Given task
Repeat the listing in full, exactly as it stands.

(Location annotation dataset excerpts)

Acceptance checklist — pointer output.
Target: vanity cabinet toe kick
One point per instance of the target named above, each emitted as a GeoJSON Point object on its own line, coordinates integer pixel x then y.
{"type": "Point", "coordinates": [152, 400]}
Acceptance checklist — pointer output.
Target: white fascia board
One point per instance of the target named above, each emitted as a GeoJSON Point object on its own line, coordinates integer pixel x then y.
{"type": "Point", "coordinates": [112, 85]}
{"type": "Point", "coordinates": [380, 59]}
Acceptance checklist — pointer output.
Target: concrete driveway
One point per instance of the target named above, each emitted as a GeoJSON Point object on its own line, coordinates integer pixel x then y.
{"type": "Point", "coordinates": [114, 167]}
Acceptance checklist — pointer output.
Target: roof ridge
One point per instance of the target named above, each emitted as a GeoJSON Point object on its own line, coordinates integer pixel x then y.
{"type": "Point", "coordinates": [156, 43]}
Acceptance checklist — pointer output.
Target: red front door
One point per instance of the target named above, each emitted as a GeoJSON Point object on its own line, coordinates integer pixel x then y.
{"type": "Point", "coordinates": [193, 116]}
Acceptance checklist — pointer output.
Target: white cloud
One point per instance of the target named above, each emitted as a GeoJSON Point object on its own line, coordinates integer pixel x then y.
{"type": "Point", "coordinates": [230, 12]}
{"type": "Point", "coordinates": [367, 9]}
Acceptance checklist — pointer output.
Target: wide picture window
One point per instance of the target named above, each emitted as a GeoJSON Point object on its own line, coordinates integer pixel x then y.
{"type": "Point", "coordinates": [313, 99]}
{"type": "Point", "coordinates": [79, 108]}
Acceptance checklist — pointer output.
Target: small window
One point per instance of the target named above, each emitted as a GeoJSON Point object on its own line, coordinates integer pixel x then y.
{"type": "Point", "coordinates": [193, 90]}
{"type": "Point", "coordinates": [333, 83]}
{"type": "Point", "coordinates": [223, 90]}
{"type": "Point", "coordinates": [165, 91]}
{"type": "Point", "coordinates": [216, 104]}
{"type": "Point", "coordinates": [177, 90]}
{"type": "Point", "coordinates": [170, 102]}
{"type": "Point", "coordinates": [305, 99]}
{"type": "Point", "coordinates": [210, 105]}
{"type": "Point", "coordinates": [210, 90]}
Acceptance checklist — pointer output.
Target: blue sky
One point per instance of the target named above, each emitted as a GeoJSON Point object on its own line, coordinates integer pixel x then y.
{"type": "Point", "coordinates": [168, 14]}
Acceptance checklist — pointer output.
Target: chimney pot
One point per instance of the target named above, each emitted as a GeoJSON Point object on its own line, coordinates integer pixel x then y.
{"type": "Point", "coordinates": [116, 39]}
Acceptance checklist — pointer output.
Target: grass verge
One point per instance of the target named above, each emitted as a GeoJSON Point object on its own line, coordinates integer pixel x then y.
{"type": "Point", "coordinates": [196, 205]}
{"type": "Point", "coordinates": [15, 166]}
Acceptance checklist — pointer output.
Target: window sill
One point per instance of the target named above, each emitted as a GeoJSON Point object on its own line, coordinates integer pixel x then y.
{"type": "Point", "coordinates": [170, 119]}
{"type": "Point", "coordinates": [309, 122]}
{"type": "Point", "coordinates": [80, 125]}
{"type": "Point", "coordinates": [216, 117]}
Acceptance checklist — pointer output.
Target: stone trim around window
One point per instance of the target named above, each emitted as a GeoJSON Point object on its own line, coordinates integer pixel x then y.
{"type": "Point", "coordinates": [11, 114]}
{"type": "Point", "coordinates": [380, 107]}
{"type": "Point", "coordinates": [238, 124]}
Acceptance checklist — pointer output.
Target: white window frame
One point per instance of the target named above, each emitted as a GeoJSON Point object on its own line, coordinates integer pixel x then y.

The answer
Acceptance checklist — pointer output.
Target: vanity cabinet toe kick
One point per instance of the target named above, each emitted as a GeoJSON Point object on its own line, coordinates integer pixel x then y.
{"type": "Point", "coordinates": [152, 400]}
Acceptance checklist — pointer output.
Target: white fascia board
One point per instance of the target named above, each emitted as a GeoJSON Point object on its own line, coordinates integer pixel x then y.
{"type": "Point", "coordinates": [112, 85]}
{"type": "Point", "coordinates": [380, 59]}
Acceptance checklist — pointer output.
Target: concrete driveway
One point per instance of the target named above, each emitted as a GeoJSON Point object on its own line, coordinates integer pixel x then y.
{"type": "Point", "coordinates": [114, 167]}
Acceptance checklist — pointer output.
Target: roof ridge
One point per instance of the target named above, each emitted as a GeoJSON Point object on its own line, coordinates integer pixel x then y.
{"type": "Point", "coordinates": [156, 43]}
Acceptance checklist — pointer output.
Target: red front door
One point per instance of the target named above, each emitted as a GeoJSON Point object on its own line, coordinates integer pixel x then y.
{"type": "Point", "coordinates": [193, 116]}
Acceptance checklist — pointer output.
Target: white cloud
One point per instance of the target named above, each emitted as a GeoJSON Point object on its own line, coordinates integer pixel x then y.
{"type": "Point", "coordinates": [230, 12]}
{"type": "Point", "coordinates": [367, 9]}
Acceptance checklist — pointer output.
Target: wide picture window
One point per instance of the target named above, each emitted as a GeoJSON Point object on its own line, coordinates integer pixel x then y.
{"type": "Point", "coordinates": [313, 99]}
{"type": "Point", "coordinates": [79, 108]}
Acceptance checklist — pointer output.
Target: small window
One point per instance of the target named above, each emitted as a GeoJSON Point object on its own line, coordinates integer pixel x then y.
{"type": "Point", "coordinates": [193, 90]}
{"type": "Point", "coordinates": [333, 83]}
{"type": "Point", "coordinates": [223, 90]}
{"type": "Point", "coordinates": [165, 91]}
{"type": "Point", "coordinates": [216, 104]}
{"type": "Point", "coordinates": [177, 90]}
{"type": "Point", "coordinates": [170, 102]}
{"type": "Point", "coordinates": [305, 99]}
{"type": "Point", "coordinates": [210, 105]}
{"type": "Point", "coordinates": [210, 90]}
Acceptance checklist — pointer output.
Target: blue sky
One point per instance of the target named above, each emitted as a GeoJSON Point object on its own line, coordinates integer pixel x then y.
{"type": "Point", "coordinates": [168, 14]}
Acceptance checklist — pointer output.
Target: chimney pot
One point per instance of the target named above, each emitted as a GeoJSON Point object on its own line, coordinates integer pixel x then y.
{"type": "Point", "coordinates": [116, 39]}
Acceptance checklist — pointer output.
Target: grass verge
One point per instance of the target named above, each emitted as a GeoJSON Point object on its own line, coordinates integer pixel x then y.
{"type": "Point", "coordinates": [196, 205]}
{"type": "Point", "coordinates": [15, 166]}
Acceptance checklist — pointer output.
Target: window sill
One point per instance of the target named above, each emitted as a GeoJSON Point object on its own line, coordinates integer pixel x then y.
{"type": "Point", "coordinates": [170, 119]}
{"type": "Point", "coordinates": [309, 122]}
{"type": "Point", "coordinates": [80, 125]}
{"type": "Point", "coordinates": [216, 117]}
Acceptance checklist — pointer output.
Target: stone trim around window
One point per instance of the target named above, each emitted as a GeoJSON Point object on its own line, coordinates integer pixel x then y.
{"type": "Point", "coordinates": [11, 114]}
{"type": "Point", "coordinates": [380, 107]}
{"type": "Point", "coordinates": [238, 124]}
Acceptance checklist — pointer output.
Target: white window frame
One point per instance of the target named above, each emitted as a GeoJSON Point object on its own line, coordinates integer pixel x then y.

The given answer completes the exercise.